##### Data provided

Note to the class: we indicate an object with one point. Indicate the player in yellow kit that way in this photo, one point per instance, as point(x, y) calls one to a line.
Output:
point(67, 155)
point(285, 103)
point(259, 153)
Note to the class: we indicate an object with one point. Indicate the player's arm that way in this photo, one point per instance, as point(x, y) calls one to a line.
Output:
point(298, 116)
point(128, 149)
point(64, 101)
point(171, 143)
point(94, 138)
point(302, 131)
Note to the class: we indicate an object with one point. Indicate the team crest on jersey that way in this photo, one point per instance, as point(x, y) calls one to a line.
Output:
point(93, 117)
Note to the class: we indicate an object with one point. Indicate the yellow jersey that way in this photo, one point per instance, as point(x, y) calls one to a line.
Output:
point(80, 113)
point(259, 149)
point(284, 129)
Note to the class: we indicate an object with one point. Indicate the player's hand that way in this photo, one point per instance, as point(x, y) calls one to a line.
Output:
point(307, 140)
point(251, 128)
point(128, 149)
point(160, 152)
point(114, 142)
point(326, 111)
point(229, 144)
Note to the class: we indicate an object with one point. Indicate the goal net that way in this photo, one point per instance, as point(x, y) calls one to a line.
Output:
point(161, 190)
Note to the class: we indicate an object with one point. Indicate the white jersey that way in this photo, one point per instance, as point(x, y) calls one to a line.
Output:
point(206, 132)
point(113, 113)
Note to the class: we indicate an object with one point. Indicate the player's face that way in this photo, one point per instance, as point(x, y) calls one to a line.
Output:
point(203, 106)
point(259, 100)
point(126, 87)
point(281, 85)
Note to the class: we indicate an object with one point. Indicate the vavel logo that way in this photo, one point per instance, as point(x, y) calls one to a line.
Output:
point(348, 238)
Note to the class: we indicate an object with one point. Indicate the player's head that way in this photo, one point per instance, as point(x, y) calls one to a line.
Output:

##########

Your task
Repeat exactly the lines above, starting with the line that contains "Indicate the team" and ending with the last line, both included, and nothing else.

Result
Note to the class: we indicate an object with one point. Indicate the team crest on jersey that way in this photo, one point per instance, as point(x, y) calls one to a line.
Output:
point(93, 117)
Note to the class: we indicate an object with one point. Indicate the yellow jersey that way in this photo, one point per instance, as point(x, y) calls one to a line.
Output:
point(80, 113)
point(259, 149)
point(284, 129)
Note to the class: we indicate an object with one point. Indicate the player's hand that way in this photo, one point per instance, as point(x, y) calls one to a line.
Output:
point(307, 140)
point(251, 128)
point(128, 149)
point(160, 152)
point(114, 142)
point(326, 111)
point(229, 144)
Note to the class: we indicate an object with one point. Indicate the goal net that way in this photo, one point per instance, as point(x, y) calls one to a line.
Output:
point(161, 190)
Note to the class: we indicate an object with one point. Indicate the white jersey that way in this photo, one point per instance, as point(x, y) calls one to a line.
Output:
point(206, 132)
point(113, 113)
Note to the class: we indicate an object with one point. Indicate the player's face that way in this photo, one point per instance, as point(x, y) calls one to a line.
Output:
point(203, 106)
point(259, 100)
point(126, 87)
point(281, 85)
Note to the class: we indicate an object with one point. Indicate the vavel logo that way in this photo, one point per instance, as point(x, y) calls one to a line.
Output:
point(348, 238)
Note to the class: we indicate an object with one point. Indicate the player's head that way in this photo, one point per instance, as point(x, y) calls one to a line.
Output:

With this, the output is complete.